## TEXT PROVIDED
***
Evaluations¤

The evals library is an addition over the base declarai library that provides tools to track and benchmark the performance of prompt strategies across models and providers.

We understand that a major challenge in the field of prompt engineering is the lack of a standardised way to evaluate along with the continuously evolving nature of the field. As such, we have designed the evals library to be a lean wrapper over the declarai library that allows users to easily track and benchmark changes in prompts and models.

Usage¤

$ python -m declarai.evals.evaluator
Running Extraction scenarios...
single_value_extraction... 
---> 100%
multi_value_extraction...
---> 100%
multi_value_multi_type_extraction...
---> 100%
...
Done!

Evaluations¤

The output table will allow you to review the performance of your task across models and provides and make an informed decision on which model and provider to use for your task.

Provider	Model	version	Scenario	runtime	output
openai	gpt-3.5-turbo	latest	generate_a_poem_no_metadata	1.235s	Using LLMs is fun!
***
## INFORMATION PROVIDED
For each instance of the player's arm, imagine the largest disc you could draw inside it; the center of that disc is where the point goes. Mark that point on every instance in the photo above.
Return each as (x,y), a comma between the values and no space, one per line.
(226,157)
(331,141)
***
From the evaluations page above, copy the passage from "The evals library is" to "multi_value_extraction..." verbatim.

The evals library is an addition over the base declarai library that provides tools to track and benchmark the performance of prompt strategies across models and providers.

We understand that a major challenge in the field of prompt engineering is the lack of a standardised way to evaluate along with the continuously evolving nature of the field. As such, we have designed the evals library to be a lean wrapper over the declarai library that allows users to easily track and benchmark changes in prompts and models.

Usage¤

$ python -m declarai.evals.evaluator
Running Extraction scenarios...
single_value_extraction... 
---> 100%
multi_value_extraction...